_The task:_ Give a verbatim quotation of every record.

---- Source material

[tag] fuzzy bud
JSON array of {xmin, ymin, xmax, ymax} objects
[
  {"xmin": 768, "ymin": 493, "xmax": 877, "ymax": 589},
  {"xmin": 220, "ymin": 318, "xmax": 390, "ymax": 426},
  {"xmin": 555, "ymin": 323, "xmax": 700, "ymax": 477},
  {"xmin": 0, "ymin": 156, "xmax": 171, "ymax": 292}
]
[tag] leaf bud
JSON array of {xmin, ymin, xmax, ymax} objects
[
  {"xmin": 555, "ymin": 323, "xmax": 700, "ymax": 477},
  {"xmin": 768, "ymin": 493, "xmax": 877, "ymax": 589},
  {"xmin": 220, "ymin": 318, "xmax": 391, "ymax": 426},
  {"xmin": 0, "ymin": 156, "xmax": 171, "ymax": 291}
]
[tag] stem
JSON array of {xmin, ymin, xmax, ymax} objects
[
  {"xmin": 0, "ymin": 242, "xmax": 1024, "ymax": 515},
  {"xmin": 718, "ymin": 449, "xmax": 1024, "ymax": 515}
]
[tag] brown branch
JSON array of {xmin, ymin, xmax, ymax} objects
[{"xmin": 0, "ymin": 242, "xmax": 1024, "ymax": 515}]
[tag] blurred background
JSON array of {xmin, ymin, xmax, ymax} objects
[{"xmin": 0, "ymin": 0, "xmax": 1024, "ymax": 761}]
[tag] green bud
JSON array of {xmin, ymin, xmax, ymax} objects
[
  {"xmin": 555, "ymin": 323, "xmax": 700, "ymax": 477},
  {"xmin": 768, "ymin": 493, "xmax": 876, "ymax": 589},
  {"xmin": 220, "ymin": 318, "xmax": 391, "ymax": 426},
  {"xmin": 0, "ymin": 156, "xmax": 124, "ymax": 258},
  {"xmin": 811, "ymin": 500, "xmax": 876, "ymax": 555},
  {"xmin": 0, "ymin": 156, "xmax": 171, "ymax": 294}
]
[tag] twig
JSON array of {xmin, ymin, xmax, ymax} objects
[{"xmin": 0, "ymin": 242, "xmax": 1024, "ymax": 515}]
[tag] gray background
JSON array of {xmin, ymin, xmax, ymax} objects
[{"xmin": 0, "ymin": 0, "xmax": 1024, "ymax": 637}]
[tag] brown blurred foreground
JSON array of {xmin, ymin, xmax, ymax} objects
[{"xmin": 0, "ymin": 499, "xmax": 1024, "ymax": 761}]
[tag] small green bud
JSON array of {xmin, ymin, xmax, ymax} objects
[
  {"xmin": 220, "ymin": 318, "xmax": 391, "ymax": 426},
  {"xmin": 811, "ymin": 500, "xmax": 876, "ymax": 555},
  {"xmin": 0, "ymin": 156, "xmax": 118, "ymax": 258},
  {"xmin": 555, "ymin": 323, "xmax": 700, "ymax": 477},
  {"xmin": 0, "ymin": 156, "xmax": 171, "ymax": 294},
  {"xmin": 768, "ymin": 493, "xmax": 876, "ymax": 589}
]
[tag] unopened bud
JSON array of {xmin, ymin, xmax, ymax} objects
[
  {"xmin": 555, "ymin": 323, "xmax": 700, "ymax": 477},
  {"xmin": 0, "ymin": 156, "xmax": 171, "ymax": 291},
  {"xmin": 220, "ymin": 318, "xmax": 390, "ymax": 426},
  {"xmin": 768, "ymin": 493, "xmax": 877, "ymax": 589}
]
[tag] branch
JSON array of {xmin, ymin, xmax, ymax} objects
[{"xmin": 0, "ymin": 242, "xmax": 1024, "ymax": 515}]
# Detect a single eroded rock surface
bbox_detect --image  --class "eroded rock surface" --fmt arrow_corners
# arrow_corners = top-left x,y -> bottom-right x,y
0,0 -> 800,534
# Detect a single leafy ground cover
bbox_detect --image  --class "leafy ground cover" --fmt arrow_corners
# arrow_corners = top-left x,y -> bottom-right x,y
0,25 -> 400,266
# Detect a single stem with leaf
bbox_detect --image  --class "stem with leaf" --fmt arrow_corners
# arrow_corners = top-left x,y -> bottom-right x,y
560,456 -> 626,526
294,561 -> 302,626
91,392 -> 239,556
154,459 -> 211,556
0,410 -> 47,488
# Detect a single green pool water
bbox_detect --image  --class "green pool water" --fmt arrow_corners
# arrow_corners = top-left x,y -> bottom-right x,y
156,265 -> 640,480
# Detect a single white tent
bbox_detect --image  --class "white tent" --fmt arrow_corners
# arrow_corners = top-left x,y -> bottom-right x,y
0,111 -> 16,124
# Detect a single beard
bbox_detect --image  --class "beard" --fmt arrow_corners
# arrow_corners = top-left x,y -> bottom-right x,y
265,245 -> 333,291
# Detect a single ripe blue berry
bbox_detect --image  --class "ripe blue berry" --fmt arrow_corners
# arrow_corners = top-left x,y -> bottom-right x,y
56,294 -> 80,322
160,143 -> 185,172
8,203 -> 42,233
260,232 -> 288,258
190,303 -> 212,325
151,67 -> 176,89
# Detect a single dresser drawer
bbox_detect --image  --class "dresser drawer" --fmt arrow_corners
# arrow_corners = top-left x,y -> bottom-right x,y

--------

_Solution to this problem:_
[tag] fuzzy bud
JSON array of {xmin, ymin, xmax, ymax} objects
[
  {"xmin": 768, "ymin": 493, "xmax": 877, "ymax": 589},
  {"xmin": 220, "ymin": 318, "xmax": 390, "ymax": 426},
  {"xmin": 555, "ymin": 323, "xmax": 700, "ymax": 477},
  {"xmin": 0, "ymin": 156, "xmax": 171, "ymax": 292}
]
[tag] leaf bud
JSON array of {xmin, ymin, xmax, ymax} objects
[
  {"xmin": 555, "ymin": 323, "xmax": 700, "ymax": 477},
  {"xmin": 768, "ymin": 493, "xmax": 877, "ymax": 589},
  {"xmin": 220, "ymin": 318, "xmax": 391, "ymax": 426},
  {"xmin": 0, "ymin": 156, "xmax": 171, "ymax": 291}
]
[tag] stem
JSON array of {xmin, ymin, xmax, ymax} objects
[
  {"xmin": 0, "ymin": 242, "xmax": 1024, "ymax": 515},
  {"xmin": 718, "ymin": 449, "xmax": 1024, "ymax": 515}
]
[tag] brown branch
JSON array of {xmin, ymin, xmax, ymax} objects
[{"xmin": 0, "ymin": 242, "xmax": 1024, "ymax": 515}]
[tag] blurred background
JSON array of {xmin, ymin, xmax, ymax} objects
[{"xmin": 0, "ymin": 0, "xmax": 1024, "ymax": 761}]
[tag] green bud
JSON array of {xmin, ymin, xmax, ymax} objects
[
  {"xmin": 555, "ymin": 323, "xmax": 700, "ymax": 477},
  {"xmin": 768, "ymin": 493, "xmax": 876, "ymax": 589},
  {"xmin": 220, "ymin": 318, "xmax": 391, "ymax": 426},
  {"xmin": 0, "ymin": 156, "xmax": 124, "ymax": 258},
  {"xmin": 811, "ymin": 500, "xmax": 876, "ymax": 555},
  {"xmin": 0, "ymin": 156, "xmax": 171, "ymax": 294}
]
[tag] twig
JSON array of {xmin, ymin, xmax, ymax} objects
[{"xmin": 0, "ymin": 242, "xmax": 1024, "ymax": 515}]
[tag] gray background
JSON array of {xmin, ymin, xmax, ymax} objects
[{"xmin": 0, "ymin": 0, "xmax": 1024, "ymax": 637}]
[tag] brown blurred foreground
JSON array of {xmin, ymin, xmax, ymax} objects
[{"xmin": 0, "ymin": 499, "xmax": 1024, "ymax": 761}]
[tag] small green bud
JSON array of {xmin, ymin, xmax, ymax} objects
[
  {"xmin": 220, "ymin": 318, "xmax": 391, "ymax": 426},
  {"xmin": 811, "ymin": 500, "xmax": 876, "ymax": 555},
  {"xmin": 0, "ymin": 156, "xmax": 118, "ymax": 258},
  {"xmin": 555, "ymin": 323, "xmax": 700, "ymax": 477},
  {"xmin": 0, "ymin": 156, "xmax": 171, "ymax": 294},
  {"xmin": 768, "ymin": 493, "xmax": 876, "ymax": 589}
]
[tag] unopened bud
JSON array of {xmin, ymin, xmax, ymax} objects
[
  {"xmin": 555, "ymin": 323, "xmax": 700, "ymax": 477},
  {"xmin": 0, "ymin": 156, "xmax": 171, "ymax": 291},
  {"xmin": 220, "ymin": 318, "xmax": 390, "ymax": 426},
  {"xmin": 768, "ymin": 493, "xmax": 877, "ymax": 589}
]
[tag] branch
JSON array of {xmin, ymin, xmax, ymax} objects
[{"xmin": 0, "ymin": 242, "xmax": 1024, "ymax": 515}]
# Detect a single eroded rock surface
bbox_detect --image  --class "eroded rock surface" --fmt arrow_corners
# arrow_corners = top-left x,y -> bottom-right x,y
0,0 -> 800,534
# Detect a single leafy ground cover
bbox_detect --image  --class "leafy ground cover" --fmt arrow_corners
# arrow_corners = top-left x,y -> bottom-right x,y
0,25 -> 400,266
# Detect a single stem with leaf
bbox_detect --image  --class "stem with leaf" --fmt arrow_corners
# arrow_corners = top-left x,y -> bottom-right x,y
560,456 -> 626,526
294,561 -> 302,626
91,392 -> 239,556
154,459 -> 211,556
0,410 -> 47,488
# Detect a single green pool water
bbox_detect --image  --class "green pool water" --fmt arrow_corners
# arrow_corners = top-left x,y -> bottom-right x,y
156,265 -> 640,480
# Detect a single white tent
bbox_detect --image  --class "white tent" --fmt arrow_corners
# arrow_corners = top-left x,y -> bottom-right x,y
0,111 -> 16,124
# Detect a single beard
bbox_detect --image  --class "beard" --fmt arrow_corners
# arrow_corners = top-left x,y -> bottom-right x,y
265,245 -> 333,291
# Detect a single ripe blue berry
bbox_detect --image  --class "ripe blue berry" --fmt arrow_corners
# arrow_corners = top-left x,y -> bottom-right x,y
56,294 -> 80,322
160,143 -> 185,172
8,203 -> 42,233
260,232 -> 288,258
190,303 -> 212,325
151,67 -> 176,89
# Detect a single dresser drawer
bbox_detect --image  --class "dresser drawer" --fmt arrow_corners
# arrow_corners = top-left x,y -> bottom-right x,y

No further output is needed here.